Start of DATA IN THIS EXERCISE

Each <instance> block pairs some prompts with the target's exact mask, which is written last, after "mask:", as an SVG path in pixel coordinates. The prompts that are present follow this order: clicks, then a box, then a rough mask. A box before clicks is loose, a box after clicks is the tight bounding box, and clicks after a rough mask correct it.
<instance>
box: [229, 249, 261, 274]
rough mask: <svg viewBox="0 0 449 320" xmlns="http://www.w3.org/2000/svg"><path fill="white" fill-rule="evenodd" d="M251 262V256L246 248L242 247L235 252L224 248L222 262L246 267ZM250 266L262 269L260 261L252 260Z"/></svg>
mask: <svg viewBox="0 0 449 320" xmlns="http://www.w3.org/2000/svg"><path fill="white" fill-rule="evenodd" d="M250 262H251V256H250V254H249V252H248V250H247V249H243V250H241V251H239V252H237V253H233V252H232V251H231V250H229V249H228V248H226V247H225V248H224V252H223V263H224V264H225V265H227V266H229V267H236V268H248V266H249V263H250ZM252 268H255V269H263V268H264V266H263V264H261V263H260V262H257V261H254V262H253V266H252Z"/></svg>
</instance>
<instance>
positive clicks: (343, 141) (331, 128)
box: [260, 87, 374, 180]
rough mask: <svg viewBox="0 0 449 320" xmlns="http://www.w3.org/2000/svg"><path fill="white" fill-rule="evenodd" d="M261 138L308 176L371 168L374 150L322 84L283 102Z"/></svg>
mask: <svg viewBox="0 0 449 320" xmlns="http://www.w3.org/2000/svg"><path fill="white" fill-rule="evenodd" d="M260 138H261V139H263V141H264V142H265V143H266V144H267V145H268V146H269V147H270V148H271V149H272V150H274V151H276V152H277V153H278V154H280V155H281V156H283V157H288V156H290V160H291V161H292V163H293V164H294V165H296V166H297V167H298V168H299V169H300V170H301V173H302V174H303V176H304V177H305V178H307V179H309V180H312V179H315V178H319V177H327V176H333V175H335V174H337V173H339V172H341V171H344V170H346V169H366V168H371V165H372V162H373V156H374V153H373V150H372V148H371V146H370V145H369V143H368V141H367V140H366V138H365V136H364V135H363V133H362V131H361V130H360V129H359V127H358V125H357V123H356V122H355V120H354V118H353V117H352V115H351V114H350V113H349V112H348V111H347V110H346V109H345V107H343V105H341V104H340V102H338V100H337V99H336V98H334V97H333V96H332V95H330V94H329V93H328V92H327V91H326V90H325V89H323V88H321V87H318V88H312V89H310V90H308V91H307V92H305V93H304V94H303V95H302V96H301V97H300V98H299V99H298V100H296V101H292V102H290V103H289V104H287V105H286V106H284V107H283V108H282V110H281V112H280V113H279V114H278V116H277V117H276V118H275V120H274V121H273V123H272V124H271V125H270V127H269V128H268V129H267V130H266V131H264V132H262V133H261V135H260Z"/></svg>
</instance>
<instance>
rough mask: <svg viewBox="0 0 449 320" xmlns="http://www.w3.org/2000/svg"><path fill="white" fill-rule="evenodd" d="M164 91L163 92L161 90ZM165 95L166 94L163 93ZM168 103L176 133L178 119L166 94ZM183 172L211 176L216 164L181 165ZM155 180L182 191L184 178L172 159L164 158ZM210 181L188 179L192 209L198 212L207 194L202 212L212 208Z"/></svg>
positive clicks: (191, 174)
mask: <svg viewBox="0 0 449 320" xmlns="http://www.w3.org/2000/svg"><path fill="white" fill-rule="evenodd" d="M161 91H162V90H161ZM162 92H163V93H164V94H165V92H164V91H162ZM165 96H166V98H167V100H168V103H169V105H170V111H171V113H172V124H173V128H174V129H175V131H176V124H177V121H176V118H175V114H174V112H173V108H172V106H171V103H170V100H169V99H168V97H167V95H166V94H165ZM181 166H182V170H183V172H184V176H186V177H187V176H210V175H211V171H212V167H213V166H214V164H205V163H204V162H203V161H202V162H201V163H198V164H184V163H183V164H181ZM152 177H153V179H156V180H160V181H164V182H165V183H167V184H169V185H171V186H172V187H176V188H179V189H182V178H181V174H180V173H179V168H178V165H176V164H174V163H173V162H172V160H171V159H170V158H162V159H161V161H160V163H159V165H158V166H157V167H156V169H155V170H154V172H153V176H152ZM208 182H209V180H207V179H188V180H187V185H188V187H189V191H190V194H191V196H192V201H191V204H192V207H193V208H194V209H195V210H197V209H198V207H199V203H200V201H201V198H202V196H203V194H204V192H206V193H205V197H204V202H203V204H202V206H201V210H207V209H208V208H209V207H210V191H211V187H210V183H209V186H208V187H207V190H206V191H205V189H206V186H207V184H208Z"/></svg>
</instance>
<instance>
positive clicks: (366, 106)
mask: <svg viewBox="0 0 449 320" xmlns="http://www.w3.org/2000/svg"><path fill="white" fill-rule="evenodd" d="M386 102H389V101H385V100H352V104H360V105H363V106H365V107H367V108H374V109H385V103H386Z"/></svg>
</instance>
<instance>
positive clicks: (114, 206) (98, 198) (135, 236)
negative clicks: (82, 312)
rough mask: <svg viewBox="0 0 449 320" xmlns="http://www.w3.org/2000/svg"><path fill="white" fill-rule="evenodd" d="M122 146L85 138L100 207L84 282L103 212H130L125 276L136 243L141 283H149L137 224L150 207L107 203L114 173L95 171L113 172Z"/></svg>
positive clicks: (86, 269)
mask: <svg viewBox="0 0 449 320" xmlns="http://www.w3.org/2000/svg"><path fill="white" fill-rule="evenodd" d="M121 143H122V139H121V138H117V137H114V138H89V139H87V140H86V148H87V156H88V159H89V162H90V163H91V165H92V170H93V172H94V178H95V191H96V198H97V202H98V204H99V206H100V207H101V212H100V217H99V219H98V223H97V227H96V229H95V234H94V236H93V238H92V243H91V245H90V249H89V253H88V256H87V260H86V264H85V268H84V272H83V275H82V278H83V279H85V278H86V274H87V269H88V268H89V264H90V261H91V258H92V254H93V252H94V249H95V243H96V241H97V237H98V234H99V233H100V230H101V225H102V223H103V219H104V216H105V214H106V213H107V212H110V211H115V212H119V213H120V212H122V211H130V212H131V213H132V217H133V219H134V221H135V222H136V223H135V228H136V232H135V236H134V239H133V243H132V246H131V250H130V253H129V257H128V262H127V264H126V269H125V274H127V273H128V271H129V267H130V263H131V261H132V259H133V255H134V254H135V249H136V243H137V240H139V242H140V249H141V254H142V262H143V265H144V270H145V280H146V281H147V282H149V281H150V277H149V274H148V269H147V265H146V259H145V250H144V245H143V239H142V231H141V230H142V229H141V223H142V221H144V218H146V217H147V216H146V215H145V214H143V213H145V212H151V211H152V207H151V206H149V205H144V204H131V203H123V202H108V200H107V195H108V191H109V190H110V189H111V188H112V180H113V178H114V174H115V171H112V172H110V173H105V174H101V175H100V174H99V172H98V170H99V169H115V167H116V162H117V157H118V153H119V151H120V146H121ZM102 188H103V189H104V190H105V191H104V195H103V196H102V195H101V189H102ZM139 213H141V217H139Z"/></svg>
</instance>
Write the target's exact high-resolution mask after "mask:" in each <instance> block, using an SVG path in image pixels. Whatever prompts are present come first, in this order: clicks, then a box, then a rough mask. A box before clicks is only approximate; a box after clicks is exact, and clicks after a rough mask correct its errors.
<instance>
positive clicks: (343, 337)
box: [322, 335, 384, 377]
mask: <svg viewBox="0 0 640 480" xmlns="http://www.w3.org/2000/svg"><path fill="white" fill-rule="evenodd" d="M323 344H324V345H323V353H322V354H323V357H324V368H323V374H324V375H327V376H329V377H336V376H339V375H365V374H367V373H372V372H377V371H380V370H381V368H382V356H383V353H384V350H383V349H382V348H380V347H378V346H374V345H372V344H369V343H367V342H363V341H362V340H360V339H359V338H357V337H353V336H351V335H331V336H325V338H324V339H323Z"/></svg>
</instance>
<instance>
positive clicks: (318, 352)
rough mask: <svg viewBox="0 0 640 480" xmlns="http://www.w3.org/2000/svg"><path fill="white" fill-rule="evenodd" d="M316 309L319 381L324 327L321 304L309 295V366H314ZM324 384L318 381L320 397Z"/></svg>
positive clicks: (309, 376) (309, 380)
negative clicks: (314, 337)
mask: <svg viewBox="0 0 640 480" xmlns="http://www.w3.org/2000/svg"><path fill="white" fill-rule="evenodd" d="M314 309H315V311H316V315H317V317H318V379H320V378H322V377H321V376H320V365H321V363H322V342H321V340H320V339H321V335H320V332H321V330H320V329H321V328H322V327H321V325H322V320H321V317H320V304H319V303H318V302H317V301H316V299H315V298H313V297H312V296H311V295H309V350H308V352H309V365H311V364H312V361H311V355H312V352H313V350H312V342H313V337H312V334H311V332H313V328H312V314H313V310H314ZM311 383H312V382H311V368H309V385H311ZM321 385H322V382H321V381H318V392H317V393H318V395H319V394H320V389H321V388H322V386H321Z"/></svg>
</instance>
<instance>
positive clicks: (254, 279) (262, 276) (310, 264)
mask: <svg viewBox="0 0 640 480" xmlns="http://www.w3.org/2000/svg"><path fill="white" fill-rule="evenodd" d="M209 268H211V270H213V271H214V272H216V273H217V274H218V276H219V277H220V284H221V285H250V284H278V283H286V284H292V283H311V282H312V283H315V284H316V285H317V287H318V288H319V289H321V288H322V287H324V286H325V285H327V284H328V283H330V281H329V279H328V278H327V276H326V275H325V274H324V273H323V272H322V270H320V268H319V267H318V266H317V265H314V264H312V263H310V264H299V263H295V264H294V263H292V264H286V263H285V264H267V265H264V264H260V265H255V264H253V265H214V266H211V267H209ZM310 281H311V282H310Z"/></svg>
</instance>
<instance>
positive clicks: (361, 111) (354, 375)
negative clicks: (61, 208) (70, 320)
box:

End of DATA IN THIS EXERCISE

**ASSIGNED TASK:** Which lines of the entries contain "present"? Count them and write only the number.

**YOUR SOLUTION:** 2